* [Work item] Reproduce exactly the line with "[(495, 80)]" and all the lines beneath it, stopping only at the end of the material.

::: Material supplied

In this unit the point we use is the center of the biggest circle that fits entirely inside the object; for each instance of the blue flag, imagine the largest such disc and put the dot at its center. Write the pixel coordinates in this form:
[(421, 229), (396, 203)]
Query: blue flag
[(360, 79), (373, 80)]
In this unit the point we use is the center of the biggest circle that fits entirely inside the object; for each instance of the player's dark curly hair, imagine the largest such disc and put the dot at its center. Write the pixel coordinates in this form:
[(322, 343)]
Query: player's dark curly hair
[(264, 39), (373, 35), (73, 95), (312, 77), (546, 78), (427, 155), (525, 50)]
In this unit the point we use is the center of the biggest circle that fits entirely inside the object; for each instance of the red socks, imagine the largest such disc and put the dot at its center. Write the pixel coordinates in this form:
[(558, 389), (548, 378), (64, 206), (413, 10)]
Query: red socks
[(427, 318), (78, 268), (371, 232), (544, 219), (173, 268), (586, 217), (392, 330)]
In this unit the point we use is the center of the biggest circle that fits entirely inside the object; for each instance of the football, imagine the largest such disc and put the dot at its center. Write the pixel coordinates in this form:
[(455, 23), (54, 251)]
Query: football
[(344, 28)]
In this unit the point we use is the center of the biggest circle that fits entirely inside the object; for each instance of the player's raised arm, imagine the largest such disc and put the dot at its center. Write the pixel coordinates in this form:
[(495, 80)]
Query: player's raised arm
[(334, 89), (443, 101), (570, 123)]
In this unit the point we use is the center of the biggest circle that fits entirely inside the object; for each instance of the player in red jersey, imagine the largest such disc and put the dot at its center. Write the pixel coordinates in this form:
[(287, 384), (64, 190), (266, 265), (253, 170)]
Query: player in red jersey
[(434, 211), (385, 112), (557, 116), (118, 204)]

::::::

* [Written solution]
[(495, 80)]
Query: player's raised arm
[(334, 89), (443, 101), (570, 123)]
In this unit the point we use is the center of the biggest circle that fits entirely inside the object; for each instance of the player in red jersey, imagine the largest such disc and put the dot at its center. Write the pixel coordinates in this form:
[(287, 384), (64, 190), (266, 265), (253, 170)]
Query: player in red jersey
[(434, 211), (385, 112), (557, 116), (118, 204)]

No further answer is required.